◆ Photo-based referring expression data

──────────

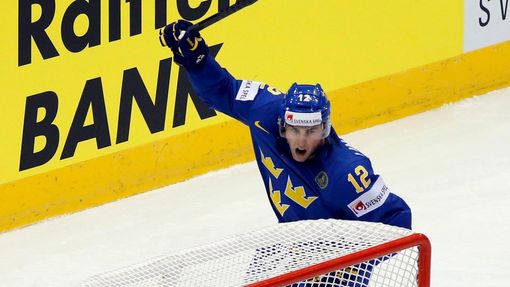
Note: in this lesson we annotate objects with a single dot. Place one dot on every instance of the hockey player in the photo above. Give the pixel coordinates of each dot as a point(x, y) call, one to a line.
point(309, 172)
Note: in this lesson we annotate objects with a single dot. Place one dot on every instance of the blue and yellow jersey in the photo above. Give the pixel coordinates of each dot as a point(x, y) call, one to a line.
point(337, 182)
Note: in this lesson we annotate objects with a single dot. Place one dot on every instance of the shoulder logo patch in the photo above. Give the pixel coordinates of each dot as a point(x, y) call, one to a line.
point(257, 124)
point(322, 179)
point(247, 91)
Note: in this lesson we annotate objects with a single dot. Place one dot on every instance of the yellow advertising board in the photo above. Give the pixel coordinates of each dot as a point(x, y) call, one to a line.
point(94, 109)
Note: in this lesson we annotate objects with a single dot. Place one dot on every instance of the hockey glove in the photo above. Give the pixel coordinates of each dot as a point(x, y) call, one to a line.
point(189, 49)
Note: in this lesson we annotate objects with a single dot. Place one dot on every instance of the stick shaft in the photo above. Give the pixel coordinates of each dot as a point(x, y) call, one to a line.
point(240, 4)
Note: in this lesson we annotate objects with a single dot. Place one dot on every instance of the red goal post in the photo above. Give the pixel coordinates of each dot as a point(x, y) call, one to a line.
point(312, 253)
point(414, 240)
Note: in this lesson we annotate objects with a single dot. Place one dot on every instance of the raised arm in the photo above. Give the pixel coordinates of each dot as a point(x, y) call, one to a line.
point(213, 84)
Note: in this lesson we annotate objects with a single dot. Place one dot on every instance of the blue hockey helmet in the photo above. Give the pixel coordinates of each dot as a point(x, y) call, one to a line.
point(305, 105)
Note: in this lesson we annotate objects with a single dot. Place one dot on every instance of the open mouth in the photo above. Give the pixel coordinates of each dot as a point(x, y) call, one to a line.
point(300, 151)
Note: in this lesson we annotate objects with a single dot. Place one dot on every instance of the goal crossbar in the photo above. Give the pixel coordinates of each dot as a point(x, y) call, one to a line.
point(414, 240)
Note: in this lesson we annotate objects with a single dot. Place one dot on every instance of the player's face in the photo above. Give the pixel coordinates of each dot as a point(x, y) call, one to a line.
point(303, 141)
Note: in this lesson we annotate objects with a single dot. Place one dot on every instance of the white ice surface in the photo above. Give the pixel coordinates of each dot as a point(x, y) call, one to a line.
point(452, 166)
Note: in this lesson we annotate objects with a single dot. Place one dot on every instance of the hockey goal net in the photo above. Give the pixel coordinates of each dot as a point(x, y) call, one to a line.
point(319, 253)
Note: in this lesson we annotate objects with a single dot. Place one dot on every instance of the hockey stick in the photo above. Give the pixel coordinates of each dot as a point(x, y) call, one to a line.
point(240, 4)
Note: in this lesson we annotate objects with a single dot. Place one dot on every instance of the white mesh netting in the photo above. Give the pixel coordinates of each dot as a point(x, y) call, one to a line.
point(255, 256)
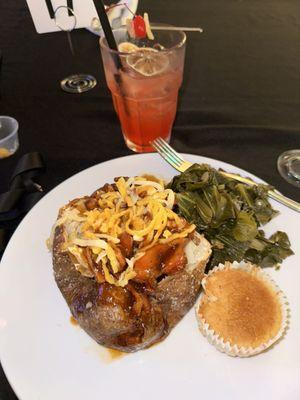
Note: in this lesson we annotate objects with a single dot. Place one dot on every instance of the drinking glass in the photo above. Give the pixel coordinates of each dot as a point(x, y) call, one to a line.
point(144, 84)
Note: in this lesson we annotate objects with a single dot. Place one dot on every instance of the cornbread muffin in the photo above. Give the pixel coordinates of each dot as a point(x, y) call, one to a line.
point(242, 311)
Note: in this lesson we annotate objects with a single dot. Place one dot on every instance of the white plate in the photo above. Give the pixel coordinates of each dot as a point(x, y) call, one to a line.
point(45, 357)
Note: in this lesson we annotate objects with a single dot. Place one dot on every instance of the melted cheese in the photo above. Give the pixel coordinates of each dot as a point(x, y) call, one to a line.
point(140, 206)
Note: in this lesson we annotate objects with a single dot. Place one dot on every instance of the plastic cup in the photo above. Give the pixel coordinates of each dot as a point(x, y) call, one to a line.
point(9, 139)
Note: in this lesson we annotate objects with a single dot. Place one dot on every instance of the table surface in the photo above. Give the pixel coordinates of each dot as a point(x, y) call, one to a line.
point(239, 102)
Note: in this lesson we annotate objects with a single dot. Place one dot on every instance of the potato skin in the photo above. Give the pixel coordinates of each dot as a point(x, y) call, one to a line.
point(105, 311)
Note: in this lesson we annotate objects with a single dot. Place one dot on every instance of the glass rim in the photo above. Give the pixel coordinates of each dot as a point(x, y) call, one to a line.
point(14, 130)
point(175, 47)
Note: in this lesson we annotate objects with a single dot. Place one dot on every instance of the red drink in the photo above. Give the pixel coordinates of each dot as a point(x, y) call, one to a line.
point(145, 90)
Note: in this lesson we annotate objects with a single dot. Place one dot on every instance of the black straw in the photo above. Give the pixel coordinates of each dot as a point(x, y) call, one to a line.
point(106, 27)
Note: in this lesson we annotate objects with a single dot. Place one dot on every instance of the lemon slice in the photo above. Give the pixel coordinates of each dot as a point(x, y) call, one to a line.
point(148, 61)
point(127, 47)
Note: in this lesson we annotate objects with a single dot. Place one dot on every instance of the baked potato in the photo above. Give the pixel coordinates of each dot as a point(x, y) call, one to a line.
point(145, 274)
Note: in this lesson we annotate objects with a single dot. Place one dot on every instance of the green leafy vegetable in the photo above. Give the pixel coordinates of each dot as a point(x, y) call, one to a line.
point(229, 213)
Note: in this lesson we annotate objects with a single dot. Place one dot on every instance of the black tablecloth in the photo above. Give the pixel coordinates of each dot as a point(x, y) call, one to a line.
point(240, 101)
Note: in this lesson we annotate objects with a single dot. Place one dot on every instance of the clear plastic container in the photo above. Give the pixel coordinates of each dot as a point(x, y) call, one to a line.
point(9, 140)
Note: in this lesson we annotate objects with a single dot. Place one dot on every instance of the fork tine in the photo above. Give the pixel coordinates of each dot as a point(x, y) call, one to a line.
point(160, 149)
point(169, 149)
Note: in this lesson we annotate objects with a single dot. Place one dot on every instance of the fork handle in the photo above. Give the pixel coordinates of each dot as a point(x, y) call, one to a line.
point(275, 195)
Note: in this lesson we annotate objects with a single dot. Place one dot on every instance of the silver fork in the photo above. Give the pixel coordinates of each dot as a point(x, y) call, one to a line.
point(181, 165)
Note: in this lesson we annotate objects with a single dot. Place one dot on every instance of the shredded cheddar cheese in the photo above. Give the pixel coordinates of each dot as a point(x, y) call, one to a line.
point(139, 206)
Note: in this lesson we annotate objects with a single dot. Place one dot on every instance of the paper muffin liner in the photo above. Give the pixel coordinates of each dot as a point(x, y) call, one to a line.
point(234, 350)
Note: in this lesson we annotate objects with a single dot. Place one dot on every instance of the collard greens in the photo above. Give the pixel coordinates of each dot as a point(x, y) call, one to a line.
point(229, 214)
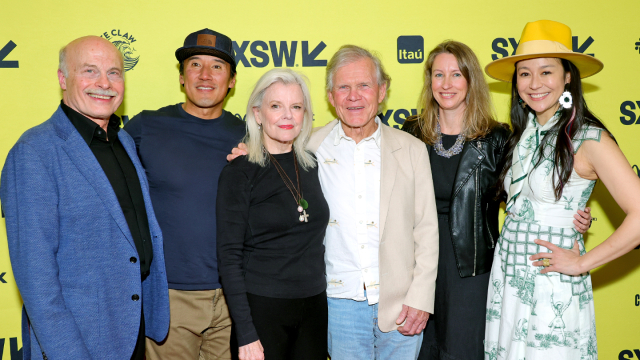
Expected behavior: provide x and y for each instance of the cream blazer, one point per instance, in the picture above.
(408, 253)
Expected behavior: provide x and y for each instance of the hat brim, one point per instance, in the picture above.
(184, 53)
(502, 69)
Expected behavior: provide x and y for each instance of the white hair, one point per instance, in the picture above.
(254, 138)
(348, 54)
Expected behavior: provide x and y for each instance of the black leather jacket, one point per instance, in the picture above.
(473, 216)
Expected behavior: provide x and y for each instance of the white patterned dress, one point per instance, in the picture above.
(532, 316)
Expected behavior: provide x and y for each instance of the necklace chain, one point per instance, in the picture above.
(301, 203)
(296, 193)
(454, 150)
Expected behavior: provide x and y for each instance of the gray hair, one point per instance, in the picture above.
(62, 65)
(348, 54)
(254, 137)
(62, 61)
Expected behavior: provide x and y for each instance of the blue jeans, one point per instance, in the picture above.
(354, 334)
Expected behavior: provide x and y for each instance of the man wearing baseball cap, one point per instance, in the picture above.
(183, 148)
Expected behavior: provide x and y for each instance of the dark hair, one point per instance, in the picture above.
(564, 128)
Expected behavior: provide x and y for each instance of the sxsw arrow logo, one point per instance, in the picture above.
(283, 52)
(7, 64)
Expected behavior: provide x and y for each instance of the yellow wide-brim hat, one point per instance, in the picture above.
(544, 38)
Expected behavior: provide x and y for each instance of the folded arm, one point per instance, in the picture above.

──────────

◆ Exercise details
Reproduce each line, exactly as it appears, from the one that contains "of the sxsw" through the last line of the records. Add no other lines.

◆ Result of this task
Expected behavior: provide x and y for each instance of the sxsw arrow logo, one point per instance, in the picture above.
(283, 52)
(7, 64)
Expected behavior: provide x and y for each instance of the yellow wide-brim hat, one point per instance, in the picture above.
(544, 38)
Expected behavior: provide x and y for each instance of the folded arm, one point per instance, in the picture above.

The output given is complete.